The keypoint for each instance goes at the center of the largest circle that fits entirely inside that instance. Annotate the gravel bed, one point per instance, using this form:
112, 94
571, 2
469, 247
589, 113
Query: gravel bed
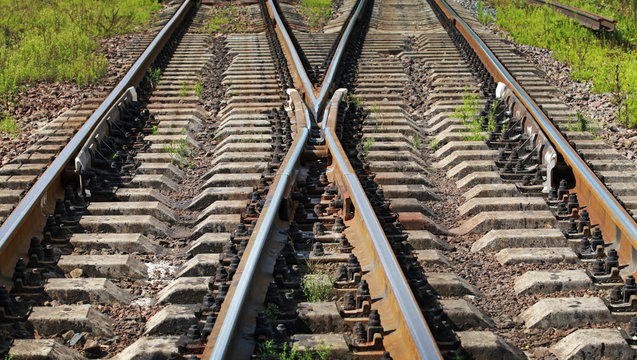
598, 108
40, 102
494, 281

### [WHAT THIS TASK INVOLVES]
Copy the lines above word for word, omitting the picture.

### [CORRECT RESULT]
The keypoint for each instance goes at the center of the largest circle that fits entirely inside that instance. Annotate the gravel bed, one point per instance, using this form:
112, 94
571, 2
469, 247
589, 113
Query: gravel bed
598, 108
40, 102
494, 281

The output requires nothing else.